Task description:
Reproduce exactly, from the data that follows, the line with "positive clicks: (378, 102) (382, 97)", the line with "positive clicks: (103, 383)", and every line that lies between them.

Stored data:
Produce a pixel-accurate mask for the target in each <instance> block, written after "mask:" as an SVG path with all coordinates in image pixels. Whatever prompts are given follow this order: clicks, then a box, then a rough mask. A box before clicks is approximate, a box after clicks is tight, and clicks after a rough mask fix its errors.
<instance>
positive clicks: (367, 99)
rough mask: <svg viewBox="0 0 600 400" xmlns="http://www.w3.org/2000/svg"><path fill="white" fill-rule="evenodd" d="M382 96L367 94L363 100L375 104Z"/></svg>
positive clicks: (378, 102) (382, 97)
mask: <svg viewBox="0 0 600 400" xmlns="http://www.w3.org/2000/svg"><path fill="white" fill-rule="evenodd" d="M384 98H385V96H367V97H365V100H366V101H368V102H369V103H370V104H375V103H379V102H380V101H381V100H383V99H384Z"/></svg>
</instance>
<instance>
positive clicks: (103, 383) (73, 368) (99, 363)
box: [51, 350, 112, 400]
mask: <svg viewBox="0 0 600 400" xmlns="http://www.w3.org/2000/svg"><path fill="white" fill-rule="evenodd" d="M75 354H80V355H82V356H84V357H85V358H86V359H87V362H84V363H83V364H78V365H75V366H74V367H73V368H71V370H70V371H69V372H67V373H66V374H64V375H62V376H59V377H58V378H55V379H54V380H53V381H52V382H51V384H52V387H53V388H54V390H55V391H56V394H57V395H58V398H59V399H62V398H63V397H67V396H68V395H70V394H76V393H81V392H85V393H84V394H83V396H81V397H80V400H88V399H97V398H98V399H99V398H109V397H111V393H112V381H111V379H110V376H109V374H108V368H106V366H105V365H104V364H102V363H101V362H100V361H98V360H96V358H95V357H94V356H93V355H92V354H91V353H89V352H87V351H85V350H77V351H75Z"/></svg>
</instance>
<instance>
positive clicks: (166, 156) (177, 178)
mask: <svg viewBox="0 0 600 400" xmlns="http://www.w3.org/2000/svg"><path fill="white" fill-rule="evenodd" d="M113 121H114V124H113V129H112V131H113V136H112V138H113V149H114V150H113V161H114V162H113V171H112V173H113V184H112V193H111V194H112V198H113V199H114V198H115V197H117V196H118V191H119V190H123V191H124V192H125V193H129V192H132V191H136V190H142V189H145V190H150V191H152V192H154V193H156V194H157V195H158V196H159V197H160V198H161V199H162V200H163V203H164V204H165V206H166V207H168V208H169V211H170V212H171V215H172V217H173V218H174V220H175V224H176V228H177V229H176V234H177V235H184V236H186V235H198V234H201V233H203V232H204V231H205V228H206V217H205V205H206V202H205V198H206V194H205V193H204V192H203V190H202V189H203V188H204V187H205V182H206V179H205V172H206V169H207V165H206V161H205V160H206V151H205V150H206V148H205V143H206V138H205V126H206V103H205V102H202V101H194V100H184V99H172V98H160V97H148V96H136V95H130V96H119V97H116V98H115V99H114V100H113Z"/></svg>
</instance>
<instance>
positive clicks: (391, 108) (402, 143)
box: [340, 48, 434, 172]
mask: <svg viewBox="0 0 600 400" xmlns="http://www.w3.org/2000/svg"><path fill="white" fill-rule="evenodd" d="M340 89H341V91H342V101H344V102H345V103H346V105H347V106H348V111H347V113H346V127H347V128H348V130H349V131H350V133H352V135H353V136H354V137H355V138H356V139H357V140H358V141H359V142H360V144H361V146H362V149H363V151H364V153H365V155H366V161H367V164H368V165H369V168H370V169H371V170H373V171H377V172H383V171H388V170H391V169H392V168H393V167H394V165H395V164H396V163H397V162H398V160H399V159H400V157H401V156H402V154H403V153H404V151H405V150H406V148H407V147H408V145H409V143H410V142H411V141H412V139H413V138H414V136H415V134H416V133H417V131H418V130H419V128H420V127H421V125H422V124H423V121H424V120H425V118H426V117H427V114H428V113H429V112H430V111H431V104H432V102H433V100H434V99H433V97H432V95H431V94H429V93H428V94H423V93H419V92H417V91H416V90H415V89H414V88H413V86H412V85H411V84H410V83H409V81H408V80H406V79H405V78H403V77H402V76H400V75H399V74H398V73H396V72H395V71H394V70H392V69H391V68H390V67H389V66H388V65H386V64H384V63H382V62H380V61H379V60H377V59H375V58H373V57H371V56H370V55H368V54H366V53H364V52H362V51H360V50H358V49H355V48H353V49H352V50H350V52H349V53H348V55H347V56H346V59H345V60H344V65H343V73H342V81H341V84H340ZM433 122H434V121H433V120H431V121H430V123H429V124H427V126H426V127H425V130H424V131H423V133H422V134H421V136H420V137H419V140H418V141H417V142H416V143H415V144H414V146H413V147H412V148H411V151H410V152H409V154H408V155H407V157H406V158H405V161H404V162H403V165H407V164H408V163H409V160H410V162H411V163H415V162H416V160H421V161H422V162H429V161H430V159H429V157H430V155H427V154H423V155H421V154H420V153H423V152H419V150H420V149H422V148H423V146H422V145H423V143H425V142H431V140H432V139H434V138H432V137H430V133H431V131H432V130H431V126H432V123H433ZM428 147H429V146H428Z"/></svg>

Your response:
positive clicks: (378, 102) (382, 97)
mask: <svg viewBox="0 0 600 400" xmlns="http://www.w3.org/2000/svg"><path fill="white" fill-rule="evenodd" d="M384 98H385V96H367V97H365V100H366V101H368V102H369V103H370V104H375V103H379V102H380V101H381V100H383V99H384Z"/></svg>
</instance>
<instance>
positive clicks: (103, 383) (73, 368) (99, 363)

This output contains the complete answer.